AVAILABLE RECORDS:
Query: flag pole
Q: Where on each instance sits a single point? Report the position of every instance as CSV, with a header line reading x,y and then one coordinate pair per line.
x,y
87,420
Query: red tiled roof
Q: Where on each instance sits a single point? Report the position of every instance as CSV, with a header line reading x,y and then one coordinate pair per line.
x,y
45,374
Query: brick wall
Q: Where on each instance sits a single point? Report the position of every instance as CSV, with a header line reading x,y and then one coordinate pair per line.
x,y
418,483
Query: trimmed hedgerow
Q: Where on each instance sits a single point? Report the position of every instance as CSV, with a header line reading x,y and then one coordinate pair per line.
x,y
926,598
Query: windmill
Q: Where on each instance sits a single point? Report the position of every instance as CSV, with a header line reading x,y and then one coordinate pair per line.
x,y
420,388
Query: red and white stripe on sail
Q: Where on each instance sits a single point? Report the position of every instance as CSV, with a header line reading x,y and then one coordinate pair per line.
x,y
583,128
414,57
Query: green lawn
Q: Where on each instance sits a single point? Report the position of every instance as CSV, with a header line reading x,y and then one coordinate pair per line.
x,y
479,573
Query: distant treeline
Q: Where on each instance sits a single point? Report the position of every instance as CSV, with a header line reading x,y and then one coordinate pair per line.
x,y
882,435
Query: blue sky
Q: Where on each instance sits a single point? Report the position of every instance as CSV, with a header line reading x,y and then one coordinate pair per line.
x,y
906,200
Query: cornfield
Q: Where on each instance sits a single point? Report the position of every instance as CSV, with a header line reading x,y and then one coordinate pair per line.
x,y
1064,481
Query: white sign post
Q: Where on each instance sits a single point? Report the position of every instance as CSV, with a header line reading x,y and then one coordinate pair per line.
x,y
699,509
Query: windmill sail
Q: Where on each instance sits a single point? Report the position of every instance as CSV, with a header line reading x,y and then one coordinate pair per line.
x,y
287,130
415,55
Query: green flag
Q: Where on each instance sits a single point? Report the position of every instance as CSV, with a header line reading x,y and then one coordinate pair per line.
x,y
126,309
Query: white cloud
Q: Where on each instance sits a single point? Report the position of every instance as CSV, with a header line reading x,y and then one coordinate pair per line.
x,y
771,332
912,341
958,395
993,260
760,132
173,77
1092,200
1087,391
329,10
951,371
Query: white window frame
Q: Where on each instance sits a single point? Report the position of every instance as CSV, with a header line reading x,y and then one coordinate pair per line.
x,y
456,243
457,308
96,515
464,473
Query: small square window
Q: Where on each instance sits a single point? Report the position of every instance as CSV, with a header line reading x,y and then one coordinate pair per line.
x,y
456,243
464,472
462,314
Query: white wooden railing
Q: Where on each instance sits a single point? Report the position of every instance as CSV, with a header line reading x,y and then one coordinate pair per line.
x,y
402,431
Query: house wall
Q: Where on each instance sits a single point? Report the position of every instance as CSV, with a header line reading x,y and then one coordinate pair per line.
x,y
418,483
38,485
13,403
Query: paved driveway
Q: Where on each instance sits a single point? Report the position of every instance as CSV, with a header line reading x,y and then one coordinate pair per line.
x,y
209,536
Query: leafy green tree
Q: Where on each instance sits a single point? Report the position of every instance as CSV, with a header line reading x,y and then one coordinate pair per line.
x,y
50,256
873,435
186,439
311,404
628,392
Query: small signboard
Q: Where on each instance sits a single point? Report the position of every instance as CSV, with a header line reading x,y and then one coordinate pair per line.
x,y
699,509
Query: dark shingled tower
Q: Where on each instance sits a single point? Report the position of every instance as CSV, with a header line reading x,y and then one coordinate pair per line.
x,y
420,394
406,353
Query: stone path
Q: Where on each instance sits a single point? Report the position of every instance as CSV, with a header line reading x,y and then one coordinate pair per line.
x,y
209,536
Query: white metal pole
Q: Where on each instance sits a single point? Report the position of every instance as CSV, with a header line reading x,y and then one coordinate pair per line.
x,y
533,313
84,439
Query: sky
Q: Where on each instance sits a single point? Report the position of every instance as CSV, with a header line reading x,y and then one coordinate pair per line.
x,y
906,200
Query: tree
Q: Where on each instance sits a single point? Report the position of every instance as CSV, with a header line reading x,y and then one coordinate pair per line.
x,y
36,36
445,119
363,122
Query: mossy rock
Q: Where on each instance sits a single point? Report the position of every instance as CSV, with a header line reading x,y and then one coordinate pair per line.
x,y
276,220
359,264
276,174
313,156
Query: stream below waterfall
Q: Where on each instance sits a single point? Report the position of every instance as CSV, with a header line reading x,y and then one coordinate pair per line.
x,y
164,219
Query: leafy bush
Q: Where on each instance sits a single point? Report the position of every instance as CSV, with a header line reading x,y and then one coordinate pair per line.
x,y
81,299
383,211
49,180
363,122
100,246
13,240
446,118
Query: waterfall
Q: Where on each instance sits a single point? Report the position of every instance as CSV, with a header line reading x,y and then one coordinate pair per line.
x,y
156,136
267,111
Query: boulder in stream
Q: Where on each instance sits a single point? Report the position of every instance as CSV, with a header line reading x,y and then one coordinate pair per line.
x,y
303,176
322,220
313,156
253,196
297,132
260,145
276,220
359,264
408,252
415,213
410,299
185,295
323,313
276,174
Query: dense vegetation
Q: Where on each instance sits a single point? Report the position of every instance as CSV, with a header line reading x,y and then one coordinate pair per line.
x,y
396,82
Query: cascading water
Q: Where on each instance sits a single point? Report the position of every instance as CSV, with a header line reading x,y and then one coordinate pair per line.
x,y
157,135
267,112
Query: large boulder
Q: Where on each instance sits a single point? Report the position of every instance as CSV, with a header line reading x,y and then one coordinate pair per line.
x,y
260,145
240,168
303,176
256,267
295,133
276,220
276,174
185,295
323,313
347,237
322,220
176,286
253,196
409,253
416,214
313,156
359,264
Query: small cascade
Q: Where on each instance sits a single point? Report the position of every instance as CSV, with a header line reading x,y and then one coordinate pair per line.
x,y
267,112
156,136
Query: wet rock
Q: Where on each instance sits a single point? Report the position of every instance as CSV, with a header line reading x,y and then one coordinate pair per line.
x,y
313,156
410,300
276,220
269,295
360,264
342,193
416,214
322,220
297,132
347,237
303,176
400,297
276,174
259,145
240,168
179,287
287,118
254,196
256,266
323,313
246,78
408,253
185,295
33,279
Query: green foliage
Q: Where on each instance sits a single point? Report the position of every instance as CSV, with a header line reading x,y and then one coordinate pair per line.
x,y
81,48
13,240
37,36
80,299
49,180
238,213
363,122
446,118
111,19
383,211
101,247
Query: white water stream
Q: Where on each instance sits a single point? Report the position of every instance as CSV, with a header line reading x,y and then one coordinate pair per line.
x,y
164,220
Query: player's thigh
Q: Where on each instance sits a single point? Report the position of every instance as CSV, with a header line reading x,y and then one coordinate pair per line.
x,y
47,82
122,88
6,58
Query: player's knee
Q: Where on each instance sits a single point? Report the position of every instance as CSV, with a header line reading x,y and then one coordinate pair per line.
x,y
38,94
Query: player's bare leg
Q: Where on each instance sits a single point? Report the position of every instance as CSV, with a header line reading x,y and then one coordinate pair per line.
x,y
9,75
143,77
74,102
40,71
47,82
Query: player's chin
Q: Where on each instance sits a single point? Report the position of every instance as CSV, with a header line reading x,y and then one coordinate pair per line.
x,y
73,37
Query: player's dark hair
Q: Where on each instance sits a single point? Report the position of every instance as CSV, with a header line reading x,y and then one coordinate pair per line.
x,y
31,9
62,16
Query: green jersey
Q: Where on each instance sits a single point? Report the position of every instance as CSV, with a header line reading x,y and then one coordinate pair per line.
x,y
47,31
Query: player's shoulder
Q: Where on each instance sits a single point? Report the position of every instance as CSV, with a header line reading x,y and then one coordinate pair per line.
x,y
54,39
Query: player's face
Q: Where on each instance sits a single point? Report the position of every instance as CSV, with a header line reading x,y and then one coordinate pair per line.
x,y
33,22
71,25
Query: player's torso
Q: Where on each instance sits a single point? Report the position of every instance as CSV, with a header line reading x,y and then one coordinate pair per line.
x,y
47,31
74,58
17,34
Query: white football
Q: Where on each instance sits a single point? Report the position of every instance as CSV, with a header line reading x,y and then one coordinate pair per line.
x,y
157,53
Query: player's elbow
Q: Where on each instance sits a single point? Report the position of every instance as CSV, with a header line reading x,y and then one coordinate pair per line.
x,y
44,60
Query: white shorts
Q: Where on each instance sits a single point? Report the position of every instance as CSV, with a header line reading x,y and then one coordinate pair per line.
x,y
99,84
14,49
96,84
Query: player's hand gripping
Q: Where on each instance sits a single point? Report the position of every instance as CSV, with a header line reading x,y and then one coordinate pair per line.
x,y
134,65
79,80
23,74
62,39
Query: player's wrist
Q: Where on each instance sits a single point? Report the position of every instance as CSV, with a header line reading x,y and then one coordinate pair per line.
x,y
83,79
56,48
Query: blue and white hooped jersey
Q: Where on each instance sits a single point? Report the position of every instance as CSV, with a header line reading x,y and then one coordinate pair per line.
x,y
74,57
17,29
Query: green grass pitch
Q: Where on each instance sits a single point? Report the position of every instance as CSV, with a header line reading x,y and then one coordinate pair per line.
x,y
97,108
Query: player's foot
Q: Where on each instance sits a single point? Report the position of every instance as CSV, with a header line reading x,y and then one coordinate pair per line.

EXERCISE:
Print exactly the lines of the listing above starting at the line containing "Query: stream below waterfall" and ending at the line containing "Query: wet rock", both included.

ANSWER SECTION:
Query: stream below waterfall
Q: Where on each instance sits a single point? Report the position of every instance as CSV, with a header line reading x,y and then one coordinate pair per line.
x,y
164,219
Query: leafy bush
Q: Where on each instance sits a single point? Report the position of every instance as CSV, with a header line reading x,y and then one coordinate pair per line.
x,y
81,299
383,211
49,180
363,122
100,246
13,240
446,118
Query: waterfall
Q: Where on each instance sits a single point? Report the position of every instance as CSV, with a header line reading x,y and then one coordinate pair per line.
x,y
156,136
267,111
Query: boulder in stream
Q: Where on each instance sits a single point? Report the position of every instance as CSV, with a header line reading x,y and then one coordinate pair per line.
x,y
303,176
322,220
313,156
253,196
297,132
260,145
276,220
359,264
408,252
415,213
410,299
185,295
323,313
276,174
Query: dense vegetation
Q: Where on each instance sits a single point? Report the position of every instance as CSV, with a header line reading x,y and then one coordinate pair per line.
x,y
396,82
Query: cascading water
Q: Where on each instance sits a single point? Report the position of every instance as CSV, with a header line reading x,y and then one coordinate pair per line.
x,y
157,135
267,112
Query: large boulder
Q: Where on each instance sits a single point? Report the position of every instance as CSV, with a header line reading x,y and then one coordinate pair per line.
x,y
260,145
240,168
303,176
256,267
295,133
276,220
276,174
185,295
323,313
347,237
322,220
176,286
253,196
409,253
416,214
313,156
359,264
Query: small cascade
Q: Where on each instance sits a single point? Report the position of every instance as CSV, with a header line reading x,y and then one coordinate pair per line.
x,y
267,112
156,136
Query: wet rock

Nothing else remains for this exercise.